#### YOUR TASK
Find "positive clicks: (425, 294) (420, 286)" and "box: [468, 141, 478, 161]" in the records below. Copy the lines holding them and every line between, exactly, and no others.

• • • • • • •

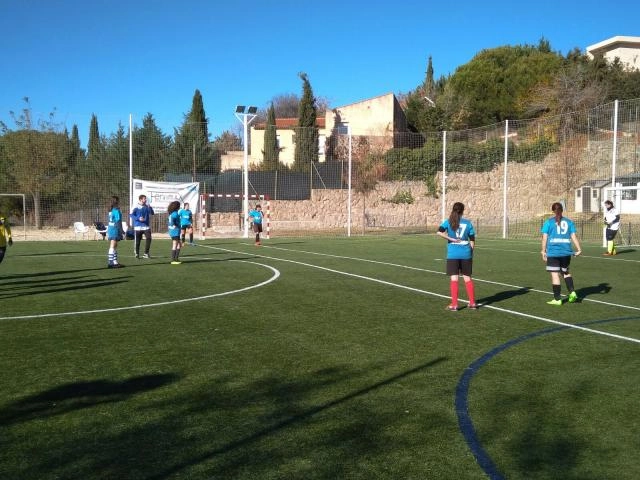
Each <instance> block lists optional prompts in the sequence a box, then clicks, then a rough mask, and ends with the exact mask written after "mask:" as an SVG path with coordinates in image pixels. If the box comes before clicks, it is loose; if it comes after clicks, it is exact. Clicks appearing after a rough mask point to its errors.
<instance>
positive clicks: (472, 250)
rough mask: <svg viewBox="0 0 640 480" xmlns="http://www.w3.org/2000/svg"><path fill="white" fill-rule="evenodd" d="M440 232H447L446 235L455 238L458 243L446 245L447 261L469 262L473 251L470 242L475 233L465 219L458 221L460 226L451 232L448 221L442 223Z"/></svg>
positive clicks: (475, 234) (447, 244)
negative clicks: (456, 239)
mask: <svg viewBox="0 0 640 480" xmlns="http://www.w3.org/2000/svg"><path fill="white" fill-rule="evenodd" d="M440 229H442V231H445V232H447V235H448V236H449V237H452V238H457V239H459V240H460V241H459V242H451V241H450V242H448V243H447V259H449V260H469V259H471V258H473V249H472V248H471V243H470V242H471V241H472V239H475V236H476V232H475V230H474V229H473V225H472V224H471V222H470V221H469V220H467V219H466V218H461V219H460V226H459V227H458V229H457V230H453V229H452V228H451V226H450V225H449V219H447V220H445V221H444V222H442V224H441V225H440Z"/></svg>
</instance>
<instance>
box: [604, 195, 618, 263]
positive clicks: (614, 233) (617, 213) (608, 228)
mask: <svg viewBox="0 0 640 480" xmlns="http://www.w3.org/2000/svg"><path fill="white" fill-rule="evenodd" d="M604 208H606V210H605V212H604V224H605V225H606V227H607V230H606V231H605V236H606V238H607V251H606V252H604V253H603V255H606V256H611V255H615V254H616V253H617V252H616V245H615V243H613V239H614V238H616V234H617V233H618V230H619V229H620V214H619V213H618V210H616V207H614V206H613V202H612V201H611V200H606V201H605V202H604Z"/></svg>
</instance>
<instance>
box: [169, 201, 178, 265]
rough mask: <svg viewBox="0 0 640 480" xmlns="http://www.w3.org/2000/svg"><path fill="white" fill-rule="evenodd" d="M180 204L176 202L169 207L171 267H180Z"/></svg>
mask: <svg viewBox="0 0 640 480" xmlns="http://www.w3.org/2000/svg"><path fill="white" fill-rule="evenodd" d="M178 210H180V202H179V201H177V200H174V201H173V202H171V203H170V204H169V206H168V207H167V213H168V214H169V225H168V227H169V237H170V238H171V242H172V243H171V265H180V264H181V263H182V262H181V261H180V247H181V244H180V215H178Z"/></svg>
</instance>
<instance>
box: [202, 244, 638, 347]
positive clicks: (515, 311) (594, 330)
mask: <svg viewBox="0 0 640 480" xmlns="http://www.w3.org/2000/svg"><path fill="white" fill-rule="evenodd" d="M200 246H201V247H204V248H211V249H215V250H221V251H224V252H229V253H239V254H244V255H252V256H255V257H259V258H265V259H269V260H276V261H280V262H287V263H293V264H296V265H302V266H305V267H310V268H316V269H318V270H323V271H326V272H331V273H337V274H339V275H345V276H347V277H353V278H358V279H360V280H367V281H370V282H374V283H379V284H381V285H387V286H390V287H395V288H400V289H403V290H409V291H411V292H416V293H422V294H425V295H430V296H433V297H440V298H446V299H448V298H449V296H448V295H442V294H439V293H435V292H429V291H427V290H421V289H419V288H414V287H409V286H407V285H401V284H399V283H393V282H387V281H386V280H381V279H379V278H373V277H367V276H365V275H358V274H355V273H350V272H343V271H341V270H335V269H333V268H327V267H321V266H319V265H313V264H311V263H305V262H299V261H296V260H289V259H285V258H279V257H270V256H268V255H261V254H257V253H253V254H250V253H247V252H242V251H238V250H231V249H228V248H221V247H214V246H208V245H200ZM270 248H278V247H270ZM282 250H287V249H282ZM292 251H294V252H300V250H292ZM308 253H313V252H308ZM320 255H325V254H320ZM328 256H332V255H328ZM339 258H350V257H339ZM377 263H384V262H377ZM387 265H392V264H387ZM410 268H414V267H410ZM416 270H418V269H416ZM482 308H490V309H491V310H496V311H498V312H503V313H509V314H511V315H516V316H520V317H525V318H530V319H533V320H540V321H542V322H546V323H551V324H553V325H560V326H563V327H567V328H571V329H574V330H581V331H583V332H588V333H594V334H596V335H603V336H605V337H610V338H615V339H617V340H623V341H626V342H633V343H638V344H640V339H638V338H633V337H626V336H623V335H616V334H615V333H609V332H603V331H601V330H595V329H593V328H587V327H582V326H580V325H573V324H571V323H565V322H560V321H557V320H552V319H550V318H545V317H540V316H537V315H530V314H528V313H522V312H516V311H515V310H509V309H506V308H500V307H494V306H493V305H485V306H483V307H482Z"/></svg>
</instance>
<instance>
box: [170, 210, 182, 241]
mask: <svg viewBox="0 0 640 480" xmlns="http://www.w3.org/2000/svg"><path fill="white" fill-rule="evenodd" d="M168 223H169V224H168V227H169V237H171V238H175V237H179V236H180V215H178V212H177V211H175V212H171V214H170V215H169V222H168Z"/></svg>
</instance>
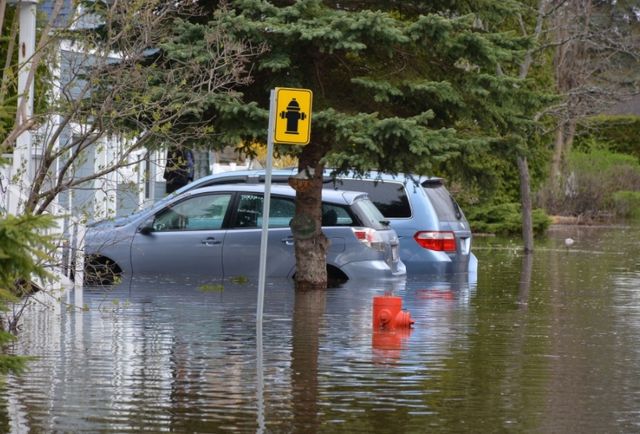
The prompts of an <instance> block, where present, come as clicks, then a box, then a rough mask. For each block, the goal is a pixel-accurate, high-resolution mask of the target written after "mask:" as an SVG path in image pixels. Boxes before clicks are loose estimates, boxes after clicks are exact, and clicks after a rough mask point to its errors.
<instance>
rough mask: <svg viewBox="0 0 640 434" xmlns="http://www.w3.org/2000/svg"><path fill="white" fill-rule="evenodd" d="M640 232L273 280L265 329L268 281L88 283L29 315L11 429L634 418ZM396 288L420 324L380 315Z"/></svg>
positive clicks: (444, 426)
mask: <svg viewBox="0 0 640 434" xmlns="http://www.w3.org/2000/svg"><path fill="white" fill-rule="evenodd" d="M567 236H571V237H572V238H573V239H575V240H576V242H575V244H574V245H573V246H572V247H571V248H570V249H567V248H566V247H565V246H564V244H563V240H564V238H565V237H567ZM639 246H640V239H639V235H638V232H637V231H636V232H633V231H627V230H624V229H619V230H615V231H612V230H609V231H599V230H587V229H580V230H579V231H576V230H573V229H572V230H570V232H562V231H558V232H552V234H551V236H550V237H549V239H547V240H545V241H543V242H541V243H540V245H539V247H538V248H537V250H536V252H535V254H534V255H526V256H523V255H521V254H520V253H519V251H518V249H517V248H513V246H512V244H510V243H509V242H503V241H500V240H489V241H487V242H485V244H484V245H482V243H481V242H479V243H478V249H477V251H476V252H477V255H478V257H479V259H480V267H479V269H478V275H477V278H476V277H475V276H466V275H454V276H449V277H447V278H432V279H411V278H410V279H407V280H406V281H401V282H349V283H347V284H345V285H344V286H342V287H339V288H332V289H329V290H327V291H314V292H296V291H295V290H294V289H293V286H292V282H290V281H288V280H274V281H269V282H268V285H267V289H266V297H265V308H264V323H263V330H262V333H261V334H258V333H257V331H258V330H257V327H256V317H255V313H256V296H257V285H256V284H255V283H254V282H251V281H249V282H241V281H236V282H232V281H225V282H195V281H185V282H167V281H164V282H160V281H155V280H146V281H140V280H136V281H131V282H126V283H125V284H122V285H120V286H118V287H114V288H109V289H101V288H90V289H86V290H85V291H75V292H71V293H69V294H67V295H66V296H65V297H64V298H63V299H62V300H60V301H57V300H49V301H48V303H46V305H45V304H43V303H40V304H34V305H33V306H31V307H30V308H29V311H28V313H27V314H26V315H25V317H24V321H23V324H22V333H21V335H20V339H19V341H18V342H17V343H16V344H15V347H14V348H13V351H15V352H16V353H18V354H28V355H35V356H38V357H39V358H38V360H36V361H34V362H33V363H32V364H31V365H30V371H29V372H28V374H26V375H24V376H22V377H9V378H8V379H7V383H6V385H5V386H4V389H3V392H2V394H1V396H2V400H0V431H3V432H6V431H13V432H139V431H143V430H146V431H152V432H160V431H173V432H224V431H232V430H233V431H238V432H256V431H257V432H334V431H342V432H389V431H391V430H394V431H400V432H424V431H425V429H428V430H433V431H440V432H469V431H473V432H485V431H487V432H496V431H497V432H502V431H506V432H511V431H515V432H521V431H536V432H635V431H637V430H638V428H639V425H640V414H639V413H638V412H637V403H638V401H637V396H638V394H639V393H640V378H638V377H637V375H635V371H636V370H637V369H638V368H639V367H640V350H639V349H638V345H637V336H638V333H639V332H640V296H638V288H639V287H640V273H639V272H638V269H639V268H640V266H639V265H640V263H639V262H638V261H639V260H638V257H640V251H639V250H640V247H639ZM621 252H624V254H621ZM383 294H393V295H397V296H399V297H401V298H402V300H403V307H404V308H405V309H407V310H408V311H409V312H410V313H411V316H412V317H413V319H414V320H415V324H414V327H413V328H412V329H410V330H402V331H400V332H398V333H396V334H393V335H390V334H378V333H376V332H375V330H374V329H373V327H372V310H373V305H372V303H373V297H375V296H378V295H383ZM72 306H76V308H73V307H72ZM83 306H86V309H83V308H82V307H83Z"/></svg>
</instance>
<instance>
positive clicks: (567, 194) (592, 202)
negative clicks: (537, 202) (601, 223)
mask: <svg viewBox="0 0 640 434" xmlns="http://www.w3.org/2000/svg"><path fill="white" fill-rule="evenodd" d="M567 166H568V167H567V175H565V176H564V177H563V179H561V181H560V183H559V184H557V185H552V184H549V183H548V184H547V185H545V186H544V187H543V188H542V189H541V191H540V192H539V194H538V205H539V206H543V207H545V209H546V210H547V212H549V213H551V214H557V215H571V216H584V217H587V218H597V217H599V216H602V215H614V214H618V213H617V212H616V207H617V205H616V204H615V203H616V202H615V200H614V195H615V194H616V192H619V191H630V192H633V191H640V164H639V163H638V160H637V159H636V158H635V157H633V156H631V155H625V154H618V153H614V152H610V151H607V150H603V149H593V150H592V151H590V152H575V151H574V152H572V153H571V155H570V156H569V158H568V161H567Z"/></svg>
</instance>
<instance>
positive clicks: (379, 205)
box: [335, 179, 411, 218]
mask: <svg viewBox="0 0 640 434" xmlns="http://www.w3.org/2000/svg"><path fill="white" fill-rule="evenodd" d="M335 187H336V188H339V189H341V190H352V191H363V192H365V193H367V194H368V195H369V199H371V201H372V202H373V203H374V204H375V205H376V207H378V209H379V210H380V212H381V213H382V215H383V216H385V217H387V218H408V217H411V207H410V206H409V199H408V198H407V193H406V191H405V188H404V184H402V183H400V182H382V181H378V182H376V181H373V180H367V179H339V180H338V181H336V184H335Z"/></svg>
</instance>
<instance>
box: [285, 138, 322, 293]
mask: <svg viewBox="0 0 640 434" xmlns="http://www.w3.org/2000/svg"><path fill="white" fill-rule="evenodd" d="M324 154H325V151H324V150H323V147H322V146H319V145H316V144H313V143H312V144H309V145H307V146H306V147H305V149H304V150H303V152H302V154H301V155H300V160H299V165H298V171H299V172H300V173H306V174H309V176H308V179H307V180H304V182H301V183H300V184H299V185H298V186H296V185H294V188H295V189H296V213H295V217H294V219H293V221H292V225H291V229H292V232H293V236H294V239H295V254H296V275H295V286H296V289H297V290H310V289H326V288H327V248H328V247H329V240H328V239H327V237H325V235H324V234H323V233H322V230H321V222H322V176H323V170H324V165H323V164H321V163H320V160H321V159H322V157H323V156H324ZM311 172H313V173H311ZM292 185H293V184H292Z"/></svg>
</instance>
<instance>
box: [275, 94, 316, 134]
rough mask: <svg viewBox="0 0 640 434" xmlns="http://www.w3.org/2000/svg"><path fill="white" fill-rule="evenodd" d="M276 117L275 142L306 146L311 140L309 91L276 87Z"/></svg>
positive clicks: (311, 95)
mask: <svg viewBox="0 0 640 434" xmlns="http://www.w3.org/2000/svg"><path fill="white" fill-rule="evenodd" d="M275 90H276V115H275V122H274V124H275V125H274V134H273V141H274V142H275V143H284V144H290V145H306V144H308V143H309V141H310V140H311V101H312V99H313V92H311V91H310V90H309V89H292V88H287V87H276V89H275Z"/></svg>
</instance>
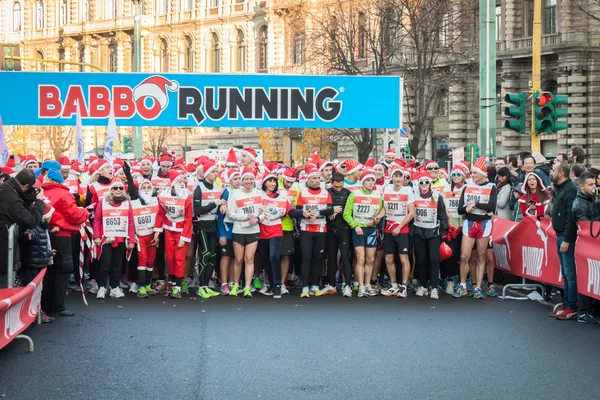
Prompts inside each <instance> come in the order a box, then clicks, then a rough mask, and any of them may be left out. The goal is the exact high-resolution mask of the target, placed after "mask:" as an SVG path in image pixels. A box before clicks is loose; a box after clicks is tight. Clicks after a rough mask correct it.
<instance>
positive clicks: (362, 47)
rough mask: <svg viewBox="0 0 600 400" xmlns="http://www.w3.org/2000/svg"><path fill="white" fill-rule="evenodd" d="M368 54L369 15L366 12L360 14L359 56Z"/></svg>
mask: <svg viewBox="0 0 600 400" xmlns="http://www.w3.org/2000/svg"><path fill="white" fill-rule="evenodd" d="M366 56H367V17H366V16H365V14H364V13H362V12H361V13H359V14H358V58H365V57H366Z"/></svg>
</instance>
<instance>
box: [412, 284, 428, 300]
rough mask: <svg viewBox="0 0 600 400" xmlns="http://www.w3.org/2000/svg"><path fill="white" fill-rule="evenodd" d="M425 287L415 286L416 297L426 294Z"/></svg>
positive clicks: (425, 294) (420, 286)
mask: <svg viewBox="0 0 600 400" xmlns="http://www.w3.org/2000/svg"><path fill="white" fill-rule="evenodd" d="M427 293H428V291H427V289H425V288H424V287H423V286H419V287H418V288H417V292H416V293H415V296H417V297H423V296H427Z"/></svg>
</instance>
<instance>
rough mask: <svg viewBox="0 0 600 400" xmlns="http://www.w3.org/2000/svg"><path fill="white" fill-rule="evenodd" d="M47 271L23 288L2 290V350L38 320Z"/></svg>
mask: <svg viewBox="0 0 600 400" xmlns="http://www.w3.org/2000/svg"><path fill="white" fill-rule="evenodd" d="M45 273H46V269H43V270H42V271H40V273H39V274H38V275H37V276H36V277H35V279H34V280H33V281H32V282H31V283H30V284H29V285H27V286H25V287H23V288H13V289H0V328H2V331H1V333H0V349H2V348H3V347H4V346H6V345H7V344H9V343H10V342H11V341H12V340H13V339H14V338H16V337H17V335H19V334H20V333H21V332H23V331H24V330H25V329H27V328H28V327H29V325H31V324H32V323H33V321H35V319H36V318H37V314H38V312H39V310H40V300H41V299H42V279H44V274H45Z"/></svg>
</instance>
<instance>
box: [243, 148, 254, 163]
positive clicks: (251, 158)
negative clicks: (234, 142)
mask: <svg viewBox="0 0 600 400" xmlns="http://www.w3.org/2000/svg"><path fill="white" fill-rule="evenodd" d="M242 154H245V155H247V156H248V157H250V158H251V159H253V160H254V161H256V150H254V149H244V150H242Z"/></svg>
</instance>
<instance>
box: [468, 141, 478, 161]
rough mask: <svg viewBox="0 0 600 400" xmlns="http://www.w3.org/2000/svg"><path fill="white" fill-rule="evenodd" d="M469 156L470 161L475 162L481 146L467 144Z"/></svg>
mask: <svg viewBox="0 0 600 400" xmlns="http://www.w3.org/2000/svg"><path fill="white" fill-rule="evenodd" d="M467 158H468V159H469V162H470V163H474V162H475V161H477V159H478V158H479V146H477V145H476V144H470V145H468V146H467Z"/></svg>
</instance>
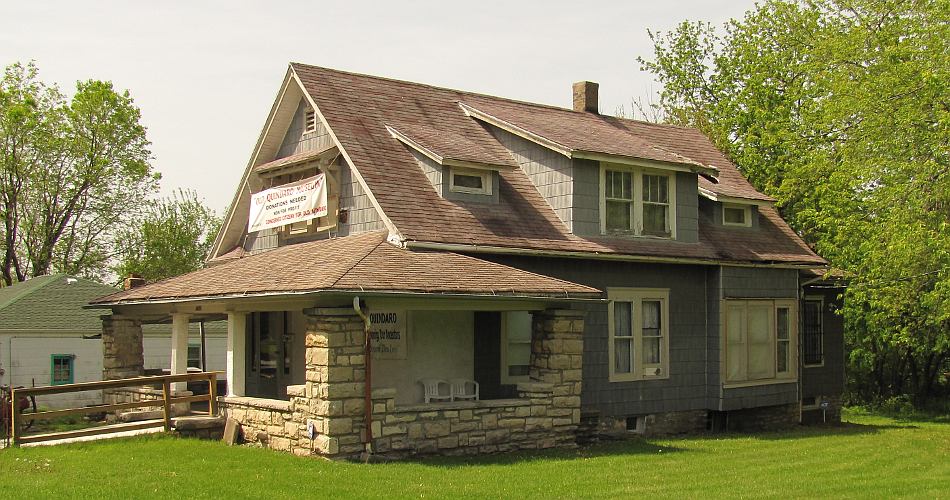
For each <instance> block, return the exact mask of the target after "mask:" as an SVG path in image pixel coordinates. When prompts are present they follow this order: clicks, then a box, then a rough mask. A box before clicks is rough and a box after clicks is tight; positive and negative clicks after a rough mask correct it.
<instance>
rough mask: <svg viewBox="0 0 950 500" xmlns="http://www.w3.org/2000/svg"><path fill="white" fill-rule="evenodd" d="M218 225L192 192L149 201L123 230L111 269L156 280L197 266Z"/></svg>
mask: <svg viewBox="0 0 950 500" xmlns="http://www.w3.org/2000/svg"><path fill="white" fill-rule="evenodd" d="M220 225H221V219H220V218H219V217H218V216H217V215H216V214H215V213H214V211H213V210H211V209H210V208H208V207H207V206H205V205H204V203H202V202H201V200H199V199H198V196H197V195H196V194H195V192H194V191H185V190H179V191H178V192H177V193H175V194H174V195H172V196H171V197H168V198H164V199H161V200H157V201H154V202H152V203H150V204H149V207H148V210H147V211H146V213H145V214H144V216H143V217H142V219H141V220H140V221H139V223H138V224H137V225H136V226H135V227H132V228H129V229H127V230H125V231H123V233H122V237H121V251H120V256H119V264H118V265H117V266H116V267H115V268H114V271H115V273H116V274H117V275H119V276H120V277H123V276H128V275H130V274H135V275H138V276H140V277H142V278H145V280H146V281H157V280H160V279H164V278H168V277H171V276H177V275H179V274H184V273H188V272H191V271H194V270H196V269H200V268H201V267H202V266H203V265H204V262H205V258H206V257H207V255H208V252H209V251H210V250H211V245H212V244H213V243H214V237H215V234H216V233H217V231H218V227H219V226H220Z"/></svg>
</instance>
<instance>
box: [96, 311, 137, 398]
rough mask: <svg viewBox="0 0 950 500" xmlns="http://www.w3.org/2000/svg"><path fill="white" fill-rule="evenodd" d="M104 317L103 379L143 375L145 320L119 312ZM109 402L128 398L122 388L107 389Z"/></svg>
mask: <svg viewBox="0 0 950 500" xmlns="http://www.w3.org/2000/svg"><path fill="white" fill-rule="evenodd" d="M101 319H102V379H103V380H115V379H120V378H131V377H140V376H142V375H144V374H145V357H144V355H143V349H142V322H141V321H140V320H137V319H134V318H130V317H127V316H121V315H118V314H112V315H105V316H101ZM102 399H103V402H104V403H106V404H114V403H122V402H126V401H127V396H124V395H123V390H122V389H104V390H103V391H102Z"/></svg>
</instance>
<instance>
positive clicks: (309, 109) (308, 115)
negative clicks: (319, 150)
mask: <svg viewBox="0 0 950 500" xmlns="http://www.w3.org/2000/svg"><path fill="white" fill-rule="evenodd" d="M316 131H317V113H316V112H315V111H314V110H312V109H308V110H307V111H306V112H304V115H303V133H305V134H309V133H310V132H316Z"/></svg>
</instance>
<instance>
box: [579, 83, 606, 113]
mask: <svg viewBox="0 0 950 500" xmlns="http://www.w3.org/2000/svg"><path fill="white" fill-rule="evenodd" d="M599 87H600V85H598V84H596V83H594V82H586V81H585V82H576V83H574V111H586V112H588V113H594V114H597V113H598V111H597V89H598V88H599Z"/></svg>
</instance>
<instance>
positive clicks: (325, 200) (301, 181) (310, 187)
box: [247, 174, 327, 233]
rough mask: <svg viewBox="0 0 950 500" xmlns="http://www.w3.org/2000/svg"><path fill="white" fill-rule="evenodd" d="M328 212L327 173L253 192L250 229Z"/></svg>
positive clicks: (266, 225) (262, 226)
mask: <svg viewBox="0 0 950 500" xmlns="http://www.w3.org/2000/svg"><path fill="white" fill-rule="evenodd" d="M326 215H327V187H326V174H320V175H316V176H314V177H309V178H307V179H304V180H302V181H297V182H294V183H291V184H284V185H282V186H277V187H274V188H270V189H265V190H264V191H261V192H259V193H254V194H252V195H251V210H250V214H249V215H248V219H247V220H248V228H247V231H248V232H249V233H253V232H255V231H260V230H261V229H268V228H272V227H279V226H283V225H285V224H293V223H294V222H304V221H308V220H310V219H316V218H317V217H325V216H326Z"/></svg>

• • • • • • •

#### OUTPUT FOR THIS EXERCISE
positive clicks: (425, 294) (420, 286)
mask: <svg viewBox="0 0 600 400" xmlns="http://www.w3.org/2000/svg"><path fill="white" fill-rule="evenodd" d="M427 293H428V291H427V289H425V288H424V287H423V286H419V287H418V288H417V292H416V293H415V296H417V297H423V296H427Z"/></svg>
</instance>
<instance>
rough mask: <svg viewBox="0 0 600 400" xmlns="http://www.w3.org/2000/svg"><path fill="white" fill-rule="evenodd" d="M47 271L23 288L2 290V350L38 320Z"/></svg>
mask: <svg viewBox="0 0 600 400" xmlns="http://www.w3.org/2000/svg"><path fill="white" fill-rule="evenodd" d="M45 273H46V269H43V270H42V271H40V273H39V274H38V275H37V276H36V277H35V279H34V280H33V281H32V282H31V283H30V284H29V285H27V286H25V287H23V288H13V289H0V328H2V331H1V333H0V349H2V348H3V347H4V346H6V345H7V344H9V343H10V342H11V341H12V340H13V339H14V338H16V337H17V335H19V334H20V333H21V332H23V331H24V330H25V329H27V328H28V327H29V325H31V324H32V323H33V321H35V319H36V318H37V314H38V312H39V310H40V300H41V299H42V279H44V274H45Z"/></svg>
</instance>
<instance>
box: [243, 148, 254, 163]
positive clicks: (251, 158)
negative clicks: (234, 142)
mask: <svg viewBox="0 0 600 400" xmlns="http://www.w3.org/2000/svg"><path fill="white" fill-rule="evenodd" d="M242 154H245V155H247V156H248V157H250V158H251V159H253V160H254V161H256V150H254V149H244V150H242Z"/></svg>
</instance>
<instance>
box: [468, 141, 478, 161]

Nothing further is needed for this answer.